§ **SOURCE EXTRACT**
= = = = = = =
Fired Over a Post on Facebook

judgement social media

A woman who was fired over her post on her Facebook account is scheduled to have her case heard by the National Labor Relations Board (NLRB) Tuesday.

Dawnemarie Souza, a former medical technician was fired on December 1, 2010 for a post where she used vulgar language to criticize her boss on Facebook after he denied one of her requests. Her post began a thread in which several co-workers made similar  negative comments about the supervisor. Souza’s comments came from her private account on her own time and on her personal computer.

Souza’s employer American Medical Response of Connecticut Inc., a medical transportation company, argues that Souza’s comments constituted “online badmouthing,” which violates company policy. The NLRB feels that Souza’s postings were a “concerted activity,” and therefore are  protected by employees’ rights to communicate with fellow employees to improve the workplace.


It seems that the lawsuit will be a lengthy battle over what employees can and cannot say online. This goes beyond Souza’s case and will likely have a substantial impact on the contents and enforcement of corporate social media policies in the future. So many of these policies approach the environment with a preventative lens, because companies can not afford to be reactionary.

“This is a perfect example of the law not keeping up with technology,” employment attorney Scott M. Peterson of Tully Rinckey PLLC observed.  “I would expect this case will provide some guidance moving forward when it comes to social media and the workplace, but I don’t think the fight is anywhere near over.”
= = = = = = =
§ **DIRECTIONS**
1. According to the article on the Facebook firing, which company employed Dawnemarie Souza?
2. Continue the article about the Facebook firing from the point where it ends.

§ **DATA SHOWN**
= = = = = = =
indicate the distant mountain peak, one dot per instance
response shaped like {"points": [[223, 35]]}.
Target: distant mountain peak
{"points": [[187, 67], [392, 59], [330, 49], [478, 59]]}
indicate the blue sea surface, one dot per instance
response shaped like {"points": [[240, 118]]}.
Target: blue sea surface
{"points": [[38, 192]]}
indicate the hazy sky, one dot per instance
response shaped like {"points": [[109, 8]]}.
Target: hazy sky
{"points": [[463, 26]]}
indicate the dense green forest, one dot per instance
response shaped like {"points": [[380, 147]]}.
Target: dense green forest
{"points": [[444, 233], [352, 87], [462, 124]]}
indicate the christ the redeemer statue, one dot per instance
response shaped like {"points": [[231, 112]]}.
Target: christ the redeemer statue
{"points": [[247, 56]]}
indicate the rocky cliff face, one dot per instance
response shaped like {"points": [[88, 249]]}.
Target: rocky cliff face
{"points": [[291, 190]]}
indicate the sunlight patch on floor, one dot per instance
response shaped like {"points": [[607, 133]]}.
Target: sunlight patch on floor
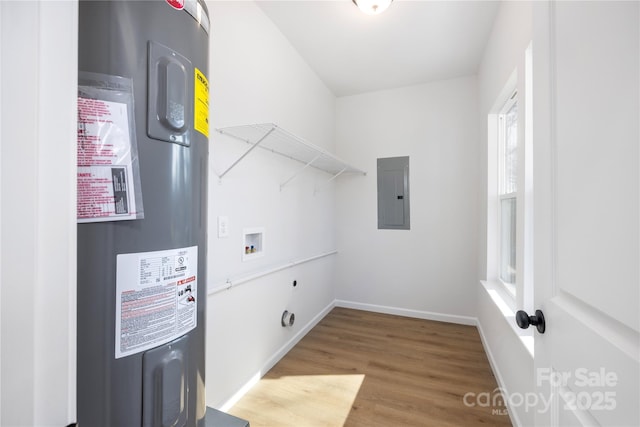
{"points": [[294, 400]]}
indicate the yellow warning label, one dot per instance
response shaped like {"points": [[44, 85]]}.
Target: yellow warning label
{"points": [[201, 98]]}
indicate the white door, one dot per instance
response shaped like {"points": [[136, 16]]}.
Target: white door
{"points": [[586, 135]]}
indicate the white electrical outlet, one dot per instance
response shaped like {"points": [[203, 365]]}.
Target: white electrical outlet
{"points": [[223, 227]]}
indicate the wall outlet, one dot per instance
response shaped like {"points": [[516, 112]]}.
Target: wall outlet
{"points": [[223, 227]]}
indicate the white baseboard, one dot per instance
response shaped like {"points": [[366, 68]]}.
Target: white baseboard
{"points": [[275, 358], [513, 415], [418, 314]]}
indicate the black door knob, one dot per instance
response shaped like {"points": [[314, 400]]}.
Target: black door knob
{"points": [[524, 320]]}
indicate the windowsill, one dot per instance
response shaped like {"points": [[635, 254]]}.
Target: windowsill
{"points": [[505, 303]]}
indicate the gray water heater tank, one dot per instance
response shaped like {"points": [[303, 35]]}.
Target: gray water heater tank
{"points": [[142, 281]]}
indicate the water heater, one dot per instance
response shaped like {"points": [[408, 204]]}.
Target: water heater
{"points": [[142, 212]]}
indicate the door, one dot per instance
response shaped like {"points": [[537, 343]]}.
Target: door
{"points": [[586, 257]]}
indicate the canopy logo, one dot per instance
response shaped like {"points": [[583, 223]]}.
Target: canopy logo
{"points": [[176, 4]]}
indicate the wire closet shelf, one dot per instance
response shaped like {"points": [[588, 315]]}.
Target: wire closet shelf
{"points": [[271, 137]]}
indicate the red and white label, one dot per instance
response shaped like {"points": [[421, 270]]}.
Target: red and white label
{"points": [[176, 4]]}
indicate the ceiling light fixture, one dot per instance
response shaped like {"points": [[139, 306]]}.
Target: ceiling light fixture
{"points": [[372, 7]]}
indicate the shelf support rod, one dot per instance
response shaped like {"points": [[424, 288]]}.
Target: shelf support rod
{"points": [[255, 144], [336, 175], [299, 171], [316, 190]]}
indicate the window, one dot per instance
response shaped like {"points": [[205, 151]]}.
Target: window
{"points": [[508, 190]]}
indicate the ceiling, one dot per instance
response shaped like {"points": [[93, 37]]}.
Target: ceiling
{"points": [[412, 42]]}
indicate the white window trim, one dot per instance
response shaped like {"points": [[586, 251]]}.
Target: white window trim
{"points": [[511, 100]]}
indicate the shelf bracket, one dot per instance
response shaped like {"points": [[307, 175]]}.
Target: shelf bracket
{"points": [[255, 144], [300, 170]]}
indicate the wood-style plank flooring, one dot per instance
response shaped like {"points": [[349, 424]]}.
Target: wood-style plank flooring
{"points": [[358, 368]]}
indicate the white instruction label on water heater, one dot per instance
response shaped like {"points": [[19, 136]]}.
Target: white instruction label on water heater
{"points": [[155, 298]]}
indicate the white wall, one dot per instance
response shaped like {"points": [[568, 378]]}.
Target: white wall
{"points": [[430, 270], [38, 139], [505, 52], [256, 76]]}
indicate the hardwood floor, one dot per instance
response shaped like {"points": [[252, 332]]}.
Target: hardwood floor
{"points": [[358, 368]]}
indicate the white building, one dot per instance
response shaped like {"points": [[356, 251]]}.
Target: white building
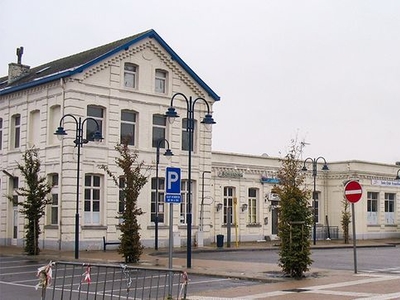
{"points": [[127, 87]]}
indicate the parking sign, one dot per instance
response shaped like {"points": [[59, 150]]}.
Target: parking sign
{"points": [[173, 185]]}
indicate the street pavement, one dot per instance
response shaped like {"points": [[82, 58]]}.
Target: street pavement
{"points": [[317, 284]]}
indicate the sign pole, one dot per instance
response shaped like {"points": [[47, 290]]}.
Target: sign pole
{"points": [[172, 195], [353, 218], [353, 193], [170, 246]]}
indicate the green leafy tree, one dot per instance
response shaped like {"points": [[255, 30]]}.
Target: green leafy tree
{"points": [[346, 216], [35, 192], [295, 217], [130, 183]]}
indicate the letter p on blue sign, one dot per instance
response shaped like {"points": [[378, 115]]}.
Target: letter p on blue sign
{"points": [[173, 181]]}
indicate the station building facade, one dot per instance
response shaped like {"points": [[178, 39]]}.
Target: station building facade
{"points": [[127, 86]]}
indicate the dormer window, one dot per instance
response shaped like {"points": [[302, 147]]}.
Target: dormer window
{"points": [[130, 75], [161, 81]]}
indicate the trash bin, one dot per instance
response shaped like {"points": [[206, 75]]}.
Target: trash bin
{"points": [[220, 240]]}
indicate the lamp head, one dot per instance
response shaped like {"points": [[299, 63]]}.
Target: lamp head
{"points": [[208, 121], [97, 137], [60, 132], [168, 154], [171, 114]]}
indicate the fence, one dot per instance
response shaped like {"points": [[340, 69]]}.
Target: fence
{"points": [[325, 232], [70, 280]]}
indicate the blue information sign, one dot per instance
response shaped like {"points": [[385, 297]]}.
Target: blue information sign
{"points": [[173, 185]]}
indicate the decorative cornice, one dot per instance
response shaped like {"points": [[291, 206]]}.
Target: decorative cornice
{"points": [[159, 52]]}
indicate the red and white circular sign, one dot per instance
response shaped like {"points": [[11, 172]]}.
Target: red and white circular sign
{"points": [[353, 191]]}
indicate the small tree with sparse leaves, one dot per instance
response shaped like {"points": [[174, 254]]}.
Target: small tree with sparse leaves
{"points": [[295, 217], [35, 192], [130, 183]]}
= = = = = = =
§ **TASK RESULTS**
1. American Medical Response of Connecticut Inc., a medical transportation company.

2.
The Problem

Companies are not talking with their employees. Companies need to lead with education not regulation. In effort to utilize social networking sites as a distribution channel businesses are only focusing on marketing and promotion and forgetting that employees are using it for personal conversation. The break room is in the public area now. Take the time to familiarize your employees with the seriousness of online privacy.


I would have to say that if this was done on her personal time, on her personal computer, although it reflects badly on the company, should not result in her being fired. The company should address their staff about the proper use of social media and introduce a way of dealing with conflict within the company. Surely, a reprimand would be warranted, the same way an individual would confront someone trash talking them on Facebook.

Firing her shows that the company doesn’t put enough effort into the well being of their employees, and the company. They should be more concerned that their employees feel the online environment is private. Many users have trouble keeping up with application changes that ultimately alter privacy settings thus it is important to lead with education.